## Отрывок
>>>

Чем же объяснить эту притягательность евангелий на протяжении многих веков в глазах верующих народных масс? Основных причин несколько. Первой, хоть и не основной причиной было то, что евангелия представляют собой плод длительного отбора, проводившегося сотнями проповедников. Иисусу приписывались, в частности, именно такие изречения и притчи, которые находили живой отклик в массах. Краткость и выразительность, зачастую образность евангельских изречений и притч усиливали их воздействие на верующих.

 

Во-вторых, проповедники новой религии обращались, по крайней мере в начальный период ее существования, почти исключительно к «страждущим и угнетенным», к «маленьким мира сего». Выступления в евангелиях против богатых и знатных оказывали и в последующее время сильное воздействие на трудящихся. Христианство в ранний период в большей степени, чем какая-либо другая религия, обращалось преимущественно к простому народу; оно умело использовало это в своей дальнейшей истории.

 

В-третьих, так как после прихода церкви к власти она и не думала осуществлять на практике евангельские заповеди, все провозглашавшиеся ранее лозунги остались лишь абстрактной нормой поведения. Быт церковников, особенно высших церковных кругов, ничем не отличался от заклейменного в евангелиях образа жизни фарисеев. Поэтому все более нарастающий разрыв между церковной практикой и евангельским идеалом неизбежно усиливал возмущение рядовых христиан действиями клира и укреплял стремление возврата к «евангельскому образу жизни».

<<<

## Что сделать
a: Определите, соответствуют ли отрывку утверждения (i), (ii) и (iii). Для каждого ответьте «да» или «нет» и приведите точную цитату из отрывка, на которой основан ответ.
(i) Длительный отбор изречений и притч был первой и основной причиной притягательности евангелий.
(ii) В начальный период проповедники новой религии обращались почти исключительно к «страждущим и угнетенным».
(iii) Придя к власти, церковь стала осуществлять евангельские заповеди на практике.
b: Кратко изложите отрывок в двух предложениях.
Записи для работы не понадобятся.

## Записи
>>>

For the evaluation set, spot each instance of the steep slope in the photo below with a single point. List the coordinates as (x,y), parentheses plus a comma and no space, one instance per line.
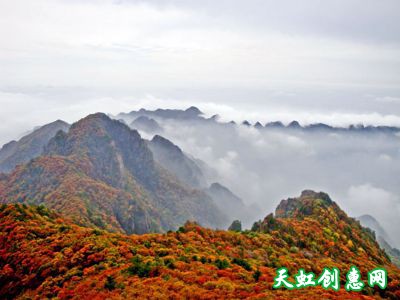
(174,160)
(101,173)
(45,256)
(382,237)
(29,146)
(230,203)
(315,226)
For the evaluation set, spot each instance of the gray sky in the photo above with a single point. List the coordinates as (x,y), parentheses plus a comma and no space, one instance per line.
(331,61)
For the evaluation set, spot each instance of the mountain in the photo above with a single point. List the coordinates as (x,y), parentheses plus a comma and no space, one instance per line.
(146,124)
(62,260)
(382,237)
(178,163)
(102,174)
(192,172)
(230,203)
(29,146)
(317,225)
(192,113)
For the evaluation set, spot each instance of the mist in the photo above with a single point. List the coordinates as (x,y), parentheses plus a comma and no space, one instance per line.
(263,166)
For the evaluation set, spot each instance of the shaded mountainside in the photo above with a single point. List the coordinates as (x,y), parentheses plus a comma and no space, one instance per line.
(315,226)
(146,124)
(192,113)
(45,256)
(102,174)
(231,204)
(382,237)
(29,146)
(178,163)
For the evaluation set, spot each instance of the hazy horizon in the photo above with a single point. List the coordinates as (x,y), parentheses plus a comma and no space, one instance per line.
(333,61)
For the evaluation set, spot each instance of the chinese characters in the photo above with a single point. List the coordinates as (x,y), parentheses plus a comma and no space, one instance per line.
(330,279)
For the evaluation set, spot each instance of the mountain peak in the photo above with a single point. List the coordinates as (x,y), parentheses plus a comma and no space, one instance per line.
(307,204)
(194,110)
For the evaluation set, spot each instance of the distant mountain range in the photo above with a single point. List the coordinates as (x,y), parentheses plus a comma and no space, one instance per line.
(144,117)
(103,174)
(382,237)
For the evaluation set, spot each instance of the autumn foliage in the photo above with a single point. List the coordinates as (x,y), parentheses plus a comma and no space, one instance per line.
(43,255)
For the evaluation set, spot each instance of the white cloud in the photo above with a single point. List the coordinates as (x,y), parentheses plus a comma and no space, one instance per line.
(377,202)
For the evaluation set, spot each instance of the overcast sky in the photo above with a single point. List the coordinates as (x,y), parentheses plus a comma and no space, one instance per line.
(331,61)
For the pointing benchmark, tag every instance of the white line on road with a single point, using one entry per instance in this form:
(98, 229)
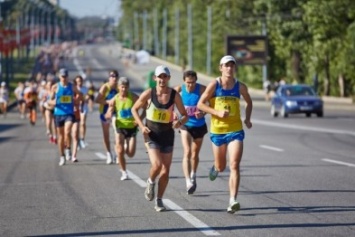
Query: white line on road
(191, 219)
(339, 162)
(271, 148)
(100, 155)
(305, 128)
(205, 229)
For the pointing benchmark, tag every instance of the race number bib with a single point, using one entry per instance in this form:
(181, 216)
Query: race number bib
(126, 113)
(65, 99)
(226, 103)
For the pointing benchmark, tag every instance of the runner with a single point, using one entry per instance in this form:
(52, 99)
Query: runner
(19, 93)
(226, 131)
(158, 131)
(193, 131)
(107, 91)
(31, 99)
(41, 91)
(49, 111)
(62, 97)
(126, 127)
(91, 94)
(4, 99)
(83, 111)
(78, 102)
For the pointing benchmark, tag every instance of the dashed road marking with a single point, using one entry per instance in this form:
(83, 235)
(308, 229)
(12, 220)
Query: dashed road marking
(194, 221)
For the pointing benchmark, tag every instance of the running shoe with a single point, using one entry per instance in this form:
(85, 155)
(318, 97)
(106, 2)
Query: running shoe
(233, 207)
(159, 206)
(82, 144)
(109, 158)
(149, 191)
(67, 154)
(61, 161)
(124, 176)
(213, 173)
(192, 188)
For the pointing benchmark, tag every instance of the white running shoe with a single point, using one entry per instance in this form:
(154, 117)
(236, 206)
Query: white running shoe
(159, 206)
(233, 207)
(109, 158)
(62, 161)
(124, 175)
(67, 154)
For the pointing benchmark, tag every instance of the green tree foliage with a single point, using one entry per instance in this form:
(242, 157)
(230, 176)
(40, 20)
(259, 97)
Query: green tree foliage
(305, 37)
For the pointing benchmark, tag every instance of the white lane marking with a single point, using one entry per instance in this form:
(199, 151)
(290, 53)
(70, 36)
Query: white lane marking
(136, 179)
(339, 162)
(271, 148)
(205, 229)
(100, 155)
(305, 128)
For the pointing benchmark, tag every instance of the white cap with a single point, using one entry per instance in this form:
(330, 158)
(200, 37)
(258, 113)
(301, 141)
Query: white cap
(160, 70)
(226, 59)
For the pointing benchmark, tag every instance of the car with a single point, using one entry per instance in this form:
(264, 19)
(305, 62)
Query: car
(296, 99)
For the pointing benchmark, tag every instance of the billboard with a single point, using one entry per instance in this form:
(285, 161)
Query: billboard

<<<

## Ответы
a:
(i) Нет: «Первой, хоть и не основной причиной было то, что евангелия представляют собой плод длительного отбора, проводившегося сотнями проповедников».
(ii) Да: «проповедники новой религии обращались, по крайней мере в начальный период ее существования, почти исключительно к «страждущим и угнетенным»».
(iii) Нет: «она и не думала осуществлять на практике евангельские заповеди».

b: Евангелия веками притягивали верующих, потому что их изречения и притчи прошли длительный отбор и находили живой отклик в массах, а ранние проповедники обращались преимущественно к простому народу и выступали против богатых и знатных. Кроме того, церковь после прихода к власти не исполняла евангельские заповеди, и растущий разрыв между ее практикой и евангельским идеалом усиливал возмущение рядовых христиан и стремление вернуться к «евангельскому образу жизни».